** Exercices **
1 - D'après l'extrait sur Le Guépard, dans quelle ville et en quelle année Giuseppe Tomasi est-il né ?
2 - Poursuivez le texte sur Le Guépard de Lampedusa à la suite de sa dernière phrase.
======== Extrait fourni ========
Giuseppe Tomasi Lampedusa : Le Guépard


Les gagnants de l'énigme n° 74 sont : Aifelle, Asphodèle, Dasola,Dominique de A sauts et à gambades, Dominique de Nuages et vents, Kathel, Keisha, Miriam, Nathalie, Shelbylee, Somaja.; bravo à toutes!

Les réponses : Le guépard de Giuseppe Tomasi Lampedusa et Le Guépard de Visconti


Giuseppe Tomasi, duc de Palma, de Montechiaro, prince de Lampedusa est né à Palerme en 1896. Il meurt en Rome en 1957, un an avant la parution de son livre Le Guépard, d'abord refusé par les éditeurs, et qui fut publié à titre posthume.
Dans Le Guépard Lampedusa raconte l'histoire de sa famille et plus précisément de son arrière-grand-père, Giulo Fabrizio di Lampedusa qui lui inspire le personnage de son livre Don Fabrizio Salina, prince sicilien. Les armes de son aïeul était un lion léopardé que Lampedusa transforme en guépard d'où le titre du roman devenu depuis un classique.
L'adaptation du livre par Visconti avec Burt Lancaster dans le rôle du prince, Alain Delon dans celui du neveu Tancredi et Claudia Cardinale incarnant Angelica, la fille du paysan enrichi, Don Calegaro, devenu notable, a encore accru la renommée de l'oeuvre littéraire.
Le récit divisé en huit parties, commence en 1860 et s'étend sur plusieurs années pendant le Risorgimento qui vit les troupes garibaldiennes combattre en Sicile et l'unification de l'Italie. La mort du prince survient en juillet 1883. En Mai 1910, on retrouve les filles du prince, dont Concetta qui a été amoureuse de Tancredi, dans leur palais de Salina.
======== Données fournies ========
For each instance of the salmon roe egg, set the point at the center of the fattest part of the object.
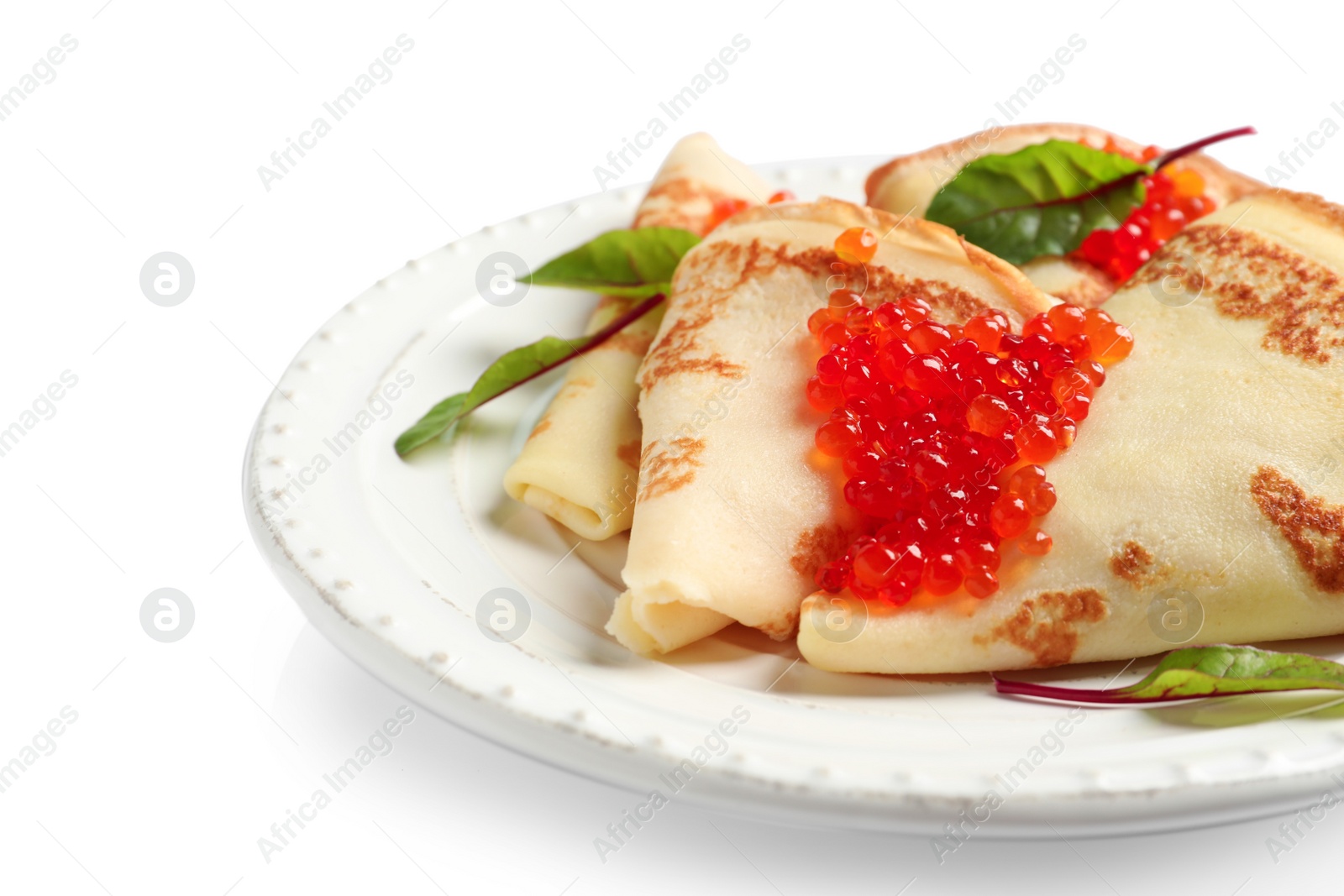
(857, 246)
(1173, 196)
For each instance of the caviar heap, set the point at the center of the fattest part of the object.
(941, 430)
(1173, 197)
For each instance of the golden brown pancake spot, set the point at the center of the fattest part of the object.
(1314, 528)
(712, 275)
(1046, 625)
(1133, 563)
(667, 466)
(816, 546)
(629, 454)
(1247, 275)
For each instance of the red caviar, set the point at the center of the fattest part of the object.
(857, 246)
(941, 438)
(1173, 197)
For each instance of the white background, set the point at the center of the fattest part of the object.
(150, 139)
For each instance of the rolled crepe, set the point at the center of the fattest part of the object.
(580, 464)
(1203, 499)
(906, 184)
(736, 506)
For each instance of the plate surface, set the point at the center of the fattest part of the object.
(401, 564)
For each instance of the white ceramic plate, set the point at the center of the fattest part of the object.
(393, 560)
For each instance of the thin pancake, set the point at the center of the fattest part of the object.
(736, 506)
(1205, 484)
(580, 464)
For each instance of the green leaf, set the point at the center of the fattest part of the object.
(635, 264)
(510, 371)
(1216, 671)
(1039, 201)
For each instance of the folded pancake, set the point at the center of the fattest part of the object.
(1206, 483)
(907, 184)
(736, 506)
(580, 464)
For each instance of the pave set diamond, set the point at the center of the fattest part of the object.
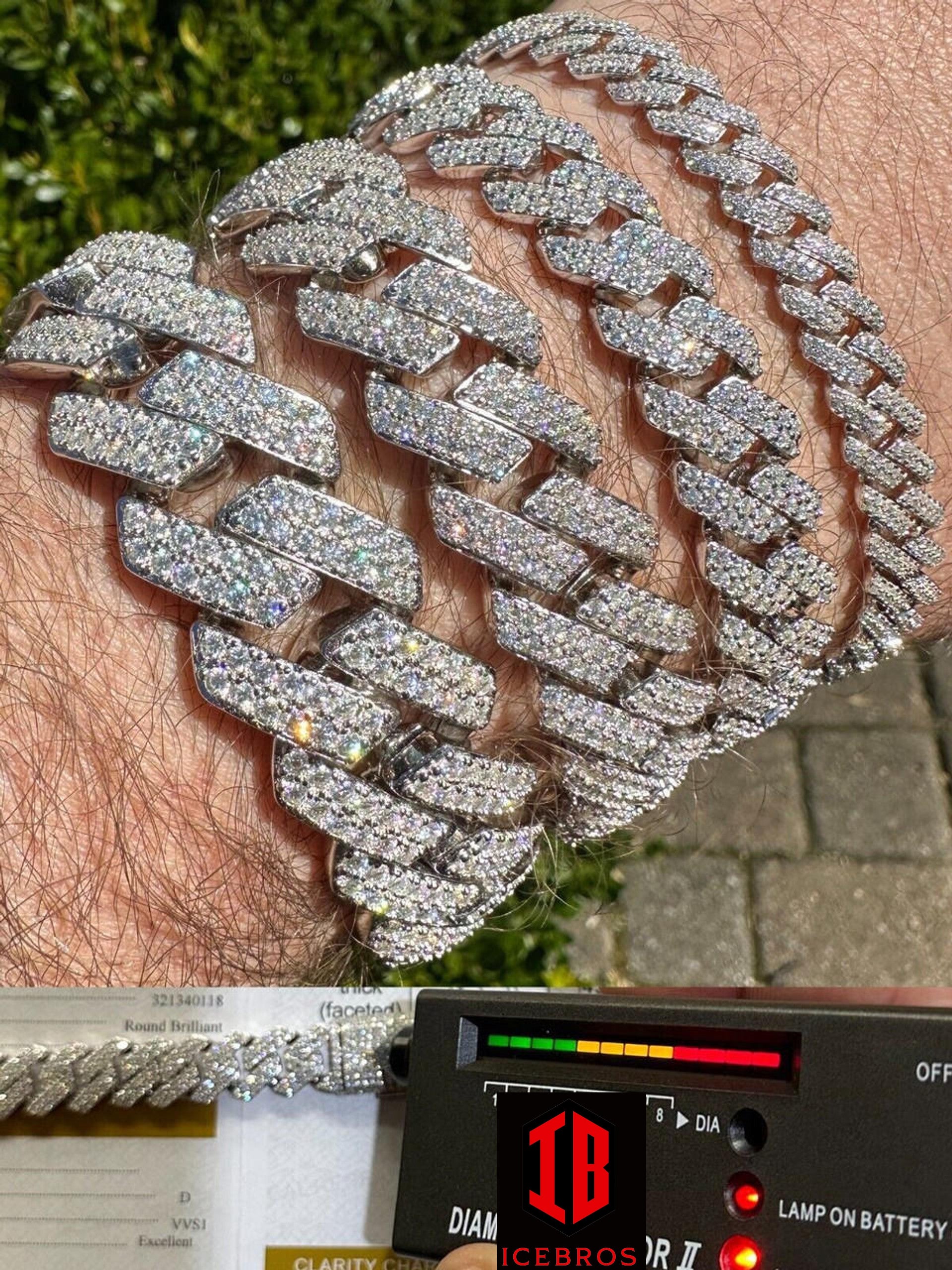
(815, 280)
(372, 729)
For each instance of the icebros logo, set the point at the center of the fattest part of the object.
(574, 1166)
(567, 1167)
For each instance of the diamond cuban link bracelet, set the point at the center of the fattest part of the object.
(429, 835)
(351, 1058)
(789, 234)
(739, 434)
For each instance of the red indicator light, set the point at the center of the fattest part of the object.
(728, 1057)
(748, 1198)
(740, 1254)
(744, 1196)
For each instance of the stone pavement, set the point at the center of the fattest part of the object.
(818, 855)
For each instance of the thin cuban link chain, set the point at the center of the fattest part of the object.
(352, 1058)
(789, 233)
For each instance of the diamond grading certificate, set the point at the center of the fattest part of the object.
(300, 1184)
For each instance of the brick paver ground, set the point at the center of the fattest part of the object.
(818, 855)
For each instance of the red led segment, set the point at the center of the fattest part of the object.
(728, 1057)
(740, 1254)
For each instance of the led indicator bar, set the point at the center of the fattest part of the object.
(763, 1060)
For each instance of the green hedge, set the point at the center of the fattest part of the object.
(132, 115)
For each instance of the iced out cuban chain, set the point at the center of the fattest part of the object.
(789, 234)
(735, 439)
(625, 728)
(431, 836)
(352, 1058)
(372, 728)
(123, 299)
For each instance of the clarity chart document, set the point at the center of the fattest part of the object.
(300, 1184)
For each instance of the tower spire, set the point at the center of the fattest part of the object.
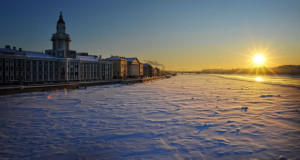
(60, 20)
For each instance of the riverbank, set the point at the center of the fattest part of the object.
(16, 89)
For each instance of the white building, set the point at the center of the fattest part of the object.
(57, 65)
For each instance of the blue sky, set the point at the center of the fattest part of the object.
(189, 35)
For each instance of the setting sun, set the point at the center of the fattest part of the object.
(259, 59)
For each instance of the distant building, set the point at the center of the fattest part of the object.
(134, 67)
(106, 69)
(156, 71)
(148, 70)
(58, 64)
(61, 41)
(119, 66)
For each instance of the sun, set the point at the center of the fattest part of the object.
(259, 59)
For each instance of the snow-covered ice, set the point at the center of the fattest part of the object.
(184, 117)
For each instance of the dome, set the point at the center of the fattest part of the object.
(60, 19)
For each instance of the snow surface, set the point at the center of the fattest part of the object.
(184, 117)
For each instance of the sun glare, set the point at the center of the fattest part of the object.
(259, 59)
========
** Résultats par exercice **
1 - À Palerme, en 1896.

2 -
La fin d'un monde

Burt Lancaster dans le rôle de don Fabrizio Salina
Ce qui intéresse Lampedusa aussi bien que Visconti c'est la peinture d'une société aristocratique en pleine décadence, consciente de sa fin et qui voit avec une certaine nostalgie disparaître un monde fondé sur des valeurs qui lui sont chères, catholicisme, fidélité au roi, ordre social, honneur et conscience de la grandeur de la noblesse. C'est pourquoi le récit est toujours placé sous le point de vue du prince jusqu'à sa mort. Mais Don Fabrizio a vite compris que ce changement était inéluctable et il ne va rien faire pour l'en empêcher. Bien au contraire, il va soutenir son neveu Tancredi qui se place du côté des révolutionnaires car dit-il, "il faut que tout change pour que rien ne change".
Si nous ne sommes pas là nous non plus, ils vont nous arranger la république. Si nous voulons que tout reste tel que c'est, il faut que tout change.
Autrement dit, il faut être du côté de ceux qui vont posséder le pouvoir après la révolution et qui remplaceront les autres. La noblesse doit s'adapter, quitte, s'il le faut, à faire alliance avec eux : c'est pourquoi Tancredi avec l'aide du prince épousera la riche Angelica qui, en échange du titre de princesse, lui apportera la fortune de son père. Le pouvoir n'est plus celui de la noblesse du nom mais celui de l'argent, l'idéal étant de posséder les deux. Tancredi fera une longue carrière politique par la suite.

La mort

Tancredi (Alain Delon) et Angelica (ClaudiaCardinale) visitant le palais du prince

La décadence de la race, la fin d'un époque, sont étroitement associées à l'idée de la mort, toujours présente dans le roman.  Allégorique. Dès le début, la mort prend une forme hideuse et repoussante avec le cadavre du soldat venu mourir, les entrailles à l'air, dans le jardin du prince, manque de goût le plus évident. Une fin absurde pour le roi et pour une classe qui ne se soucieront jamais de lui si ce n'est parce qu'ils sont dérangés par la puanteur de cette mort. Allégorie d'une classe sociale, le peuple, qui sera toujours le perdant.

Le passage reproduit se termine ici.